## Design and Performance Analysis of a DRAM-based Statistics Counter Array Architecture

Chuck Zhao<sup>1</sup> Hao Wang<sup>2</sup> Bill Lin<sup>2</sup> Jim Xu<sup>1</sup>

<sup>1</sup>Georgia Tech

<sup>2</sup>UCSD

October 2nd, 2008

## Broader High-Level Question

- What are the "cross-layer" opportunities between evolving technologies and network measurement functions?
- Will use wirespeed statistics counting as a concrete example where previous approaches have treated DRAM as a "blackbox" with overly pessimistic assumptions.
- Other "cross-layer" opportunities possible with evolving technologies (e.g., solid state disks, many cores, etc).

## Statistics Counting Wish List

- Fine-grained network measurement
   Possibly tens of millions of flows (and counters)
- Wirespeed statistics counting 8 ns update time at 40 Gb/s
- Arbitrary increments and decrements e.g., byte counting for variable-length packets
- Different number representations unsigned and signed integers, floating point numbers e.g., entropy-based algorithms need floating point

#### Conventional Wisdom

- SRAM is needed for speed requirements, but DRAM is needed to provide the storage capacity
   e.g., 10 million counters x 64-bits = 80 MB, prohibitively expensive (infeasible for on-chip)
- SRAM is either infeasible or very expensive, but DRAM makes it difficult to support high line rates
   e.g., 50 ns DRAM random access times typically quoted, 2 x 50 ns = 100 ns » 8 ns required for wirespeed updates (read, increment, then write)

● **SET PROBLEM A**:
Could you copy out the records word for word, everything from the start of the records down to the line containing "222], [285, 254]]", with both ends included?

● **RECORDS FOR THE TASK**:

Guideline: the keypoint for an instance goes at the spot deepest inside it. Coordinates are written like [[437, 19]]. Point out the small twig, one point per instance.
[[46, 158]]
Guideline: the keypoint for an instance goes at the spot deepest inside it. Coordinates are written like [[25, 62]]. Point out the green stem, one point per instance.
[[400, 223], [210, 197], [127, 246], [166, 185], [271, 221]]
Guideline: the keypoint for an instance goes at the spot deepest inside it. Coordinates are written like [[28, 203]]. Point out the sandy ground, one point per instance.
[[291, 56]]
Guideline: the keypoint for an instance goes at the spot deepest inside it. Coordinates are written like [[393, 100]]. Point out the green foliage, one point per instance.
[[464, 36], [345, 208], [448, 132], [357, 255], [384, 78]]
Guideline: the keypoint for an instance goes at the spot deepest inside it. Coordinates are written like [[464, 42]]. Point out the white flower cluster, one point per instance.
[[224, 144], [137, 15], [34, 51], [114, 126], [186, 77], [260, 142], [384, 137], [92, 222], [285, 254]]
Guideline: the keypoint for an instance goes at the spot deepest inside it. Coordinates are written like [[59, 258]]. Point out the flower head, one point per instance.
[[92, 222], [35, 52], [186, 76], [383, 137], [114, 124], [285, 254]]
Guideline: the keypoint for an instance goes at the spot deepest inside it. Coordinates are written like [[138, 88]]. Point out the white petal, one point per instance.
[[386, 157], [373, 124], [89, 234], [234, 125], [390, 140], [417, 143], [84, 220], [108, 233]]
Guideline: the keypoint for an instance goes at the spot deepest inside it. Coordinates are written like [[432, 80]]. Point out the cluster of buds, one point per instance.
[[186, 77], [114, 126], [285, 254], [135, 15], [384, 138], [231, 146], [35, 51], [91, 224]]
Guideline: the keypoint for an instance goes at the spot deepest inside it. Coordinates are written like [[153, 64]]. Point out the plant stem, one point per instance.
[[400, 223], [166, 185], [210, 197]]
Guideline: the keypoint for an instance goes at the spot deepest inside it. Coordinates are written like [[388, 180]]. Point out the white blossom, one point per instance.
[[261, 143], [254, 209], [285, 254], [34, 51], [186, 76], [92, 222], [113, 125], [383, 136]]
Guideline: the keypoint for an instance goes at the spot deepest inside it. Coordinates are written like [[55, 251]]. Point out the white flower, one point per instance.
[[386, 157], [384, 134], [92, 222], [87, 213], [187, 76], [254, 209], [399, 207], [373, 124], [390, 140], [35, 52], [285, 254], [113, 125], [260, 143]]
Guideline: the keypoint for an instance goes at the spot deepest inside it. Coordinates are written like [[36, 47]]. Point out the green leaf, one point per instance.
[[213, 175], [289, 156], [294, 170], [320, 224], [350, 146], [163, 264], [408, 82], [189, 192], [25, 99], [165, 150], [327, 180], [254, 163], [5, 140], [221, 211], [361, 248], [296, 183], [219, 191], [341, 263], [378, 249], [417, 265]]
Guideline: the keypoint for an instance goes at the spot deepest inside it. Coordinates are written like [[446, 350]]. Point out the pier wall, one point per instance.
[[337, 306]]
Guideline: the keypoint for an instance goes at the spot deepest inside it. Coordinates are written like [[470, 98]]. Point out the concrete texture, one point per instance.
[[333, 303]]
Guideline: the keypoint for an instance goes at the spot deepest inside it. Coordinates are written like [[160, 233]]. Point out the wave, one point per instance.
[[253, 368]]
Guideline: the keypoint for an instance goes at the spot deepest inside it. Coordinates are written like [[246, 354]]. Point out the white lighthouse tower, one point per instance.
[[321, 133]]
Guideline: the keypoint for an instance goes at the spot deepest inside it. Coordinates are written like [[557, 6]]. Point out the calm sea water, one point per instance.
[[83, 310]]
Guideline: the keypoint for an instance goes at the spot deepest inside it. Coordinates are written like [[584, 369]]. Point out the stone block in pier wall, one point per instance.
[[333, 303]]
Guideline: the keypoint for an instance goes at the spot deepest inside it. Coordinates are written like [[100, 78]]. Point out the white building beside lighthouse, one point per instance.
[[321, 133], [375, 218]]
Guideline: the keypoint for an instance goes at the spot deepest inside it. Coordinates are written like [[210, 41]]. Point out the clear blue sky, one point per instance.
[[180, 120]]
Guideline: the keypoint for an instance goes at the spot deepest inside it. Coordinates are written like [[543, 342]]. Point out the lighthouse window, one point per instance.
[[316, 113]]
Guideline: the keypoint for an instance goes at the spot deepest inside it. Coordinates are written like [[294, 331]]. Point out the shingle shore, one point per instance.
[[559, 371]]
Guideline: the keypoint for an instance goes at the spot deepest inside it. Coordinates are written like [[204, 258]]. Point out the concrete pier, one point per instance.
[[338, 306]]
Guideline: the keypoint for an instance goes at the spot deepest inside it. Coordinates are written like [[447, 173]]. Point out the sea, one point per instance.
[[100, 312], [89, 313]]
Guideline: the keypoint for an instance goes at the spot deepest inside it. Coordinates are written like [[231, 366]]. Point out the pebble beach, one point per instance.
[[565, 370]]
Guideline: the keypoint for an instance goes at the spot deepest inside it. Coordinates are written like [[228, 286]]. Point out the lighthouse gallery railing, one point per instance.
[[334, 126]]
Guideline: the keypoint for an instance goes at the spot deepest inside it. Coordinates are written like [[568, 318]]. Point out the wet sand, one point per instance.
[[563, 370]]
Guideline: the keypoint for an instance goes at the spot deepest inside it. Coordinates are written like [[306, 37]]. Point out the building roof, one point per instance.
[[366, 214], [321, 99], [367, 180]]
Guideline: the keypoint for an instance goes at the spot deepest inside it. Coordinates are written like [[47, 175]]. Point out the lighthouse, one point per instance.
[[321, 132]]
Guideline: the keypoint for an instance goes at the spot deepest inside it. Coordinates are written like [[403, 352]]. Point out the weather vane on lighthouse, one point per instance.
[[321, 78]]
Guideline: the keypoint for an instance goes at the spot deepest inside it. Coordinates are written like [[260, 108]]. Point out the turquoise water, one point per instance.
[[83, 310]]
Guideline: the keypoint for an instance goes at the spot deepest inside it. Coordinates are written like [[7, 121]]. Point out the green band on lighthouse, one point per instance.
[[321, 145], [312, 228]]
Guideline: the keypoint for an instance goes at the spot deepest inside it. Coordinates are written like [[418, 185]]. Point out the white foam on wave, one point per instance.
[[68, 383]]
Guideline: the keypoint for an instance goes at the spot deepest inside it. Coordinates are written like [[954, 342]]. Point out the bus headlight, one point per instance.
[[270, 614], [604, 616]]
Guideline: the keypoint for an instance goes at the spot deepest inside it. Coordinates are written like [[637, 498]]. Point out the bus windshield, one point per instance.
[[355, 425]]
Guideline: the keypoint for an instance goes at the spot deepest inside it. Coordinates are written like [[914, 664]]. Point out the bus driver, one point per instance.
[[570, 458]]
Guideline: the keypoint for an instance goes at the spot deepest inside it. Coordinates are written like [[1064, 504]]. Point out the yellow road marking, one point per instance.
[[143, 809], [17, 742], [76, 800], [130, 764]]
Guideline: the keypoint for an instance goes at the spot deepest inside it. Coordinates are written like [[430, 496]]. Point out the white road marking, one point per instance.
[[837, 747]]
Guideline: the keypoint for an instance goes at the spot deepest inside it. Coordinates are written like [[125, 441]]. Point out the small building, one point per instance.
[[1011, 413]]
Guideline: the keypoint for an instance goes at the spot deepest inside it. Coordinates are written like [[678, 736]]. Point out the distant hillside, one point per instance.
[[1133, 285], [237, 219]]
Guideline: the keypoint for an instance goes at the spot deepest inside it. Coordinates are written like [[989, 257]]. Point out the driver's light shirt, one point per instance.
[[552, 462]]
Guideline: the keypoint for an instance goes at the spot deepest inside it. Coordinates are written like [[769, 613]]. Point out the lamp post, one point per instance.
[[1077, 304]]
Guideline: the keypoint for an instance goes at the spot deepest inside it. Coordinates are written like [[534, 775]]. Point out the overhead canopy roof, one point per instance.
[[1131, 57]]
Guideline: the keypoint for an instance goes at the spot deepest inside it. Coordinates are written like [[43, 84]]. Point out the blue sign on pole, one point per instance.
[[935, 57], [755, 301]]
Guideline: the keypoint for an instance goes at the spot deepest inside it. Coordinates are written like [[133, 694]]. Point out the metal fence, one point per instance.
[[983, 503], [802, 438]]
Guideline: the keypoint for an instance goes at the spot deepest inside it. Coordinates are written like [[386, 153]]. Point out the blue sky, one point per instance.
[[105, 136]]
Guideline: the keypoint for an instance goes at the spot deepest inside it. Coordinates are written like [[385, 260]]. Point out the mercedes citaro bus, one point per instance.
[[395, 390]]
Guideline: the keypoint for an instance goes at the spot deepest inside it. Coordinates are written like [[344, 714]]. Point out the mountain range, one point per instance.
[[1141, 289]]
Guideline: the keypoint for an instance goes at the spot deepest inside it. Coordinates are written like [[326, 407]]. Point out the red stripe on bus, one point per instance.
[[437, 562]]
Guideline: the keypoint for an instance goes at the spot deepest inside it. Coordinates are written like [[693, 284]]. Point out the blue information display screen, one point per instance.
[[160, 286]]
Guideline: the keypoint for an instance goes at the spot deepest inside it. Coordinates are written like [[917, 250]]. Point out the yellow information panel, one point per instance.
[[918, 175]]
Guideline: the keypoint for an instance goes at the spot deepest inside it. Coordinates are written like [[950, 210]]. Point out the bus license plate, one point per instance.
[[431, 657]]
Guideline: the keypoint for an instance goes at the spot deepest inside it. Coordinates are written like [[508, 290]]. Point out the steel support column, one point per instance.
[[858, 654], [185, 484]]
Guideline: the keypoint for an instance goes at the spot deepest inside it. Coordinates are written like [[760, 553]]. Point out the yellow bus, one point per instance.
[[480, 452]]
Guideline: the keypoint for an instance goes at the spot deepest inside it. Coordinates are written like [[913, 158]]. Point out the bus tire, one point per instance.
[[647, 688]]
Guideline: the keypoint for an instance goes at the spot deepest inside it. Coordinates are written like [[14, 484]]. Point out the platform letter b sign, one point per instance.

● **SET PROBLEM B**:
Which items appear under the "Statistics Counting Wish List" heading in the DRAM statistics counter slides? List each top-level item.

● **WRITTEN RESPONSE A**:
Guideline: the keypoint for an instance goes at the spot deepest inside it. Coordinates are written like [[437, 19]]. Point out the small twig, one point per instance.
[[46, 158]]
Guideline: the keypoint for an instance goes at the spot deepest inside it. Coordinates are written like [[25, 62]]. Point out the green stem, one point per instance.
[[400, 223], [210, 197], [127, 246], [166, 185], [271, 221]]
Guideline: the keypoint for an instance goes at the spot deepest inside it. Coordinates are written like [[28, 203]]. Point out the sandy ground, one point per instance.
[[291, 56]]
Guideline: the keypoint for an instance goes at the spot deepest inside it. Coordinates are written like [[393, 100]]. Point out the green foliage, one point per instance.
[[464, 36], [345, 208], [448, 132], [357, 255], [384, 78]]
Guideline: the keypoint for an instance goes at the spot deepest inside it. Coordinates are written like [[464, 42]]. Point out the white flower cluster, one point per instance.
[[224, 144], [137, 15], [34, 51], [114, 126], [186, 77], [260, 142], [384, 137], [92, 222], [285, 254]]

● **WRITTEN RESPONSE B**:
- Fine-grained network measurement
- Wirespeed statistics counting
- Arbitrary increments and decrements
- Different number representations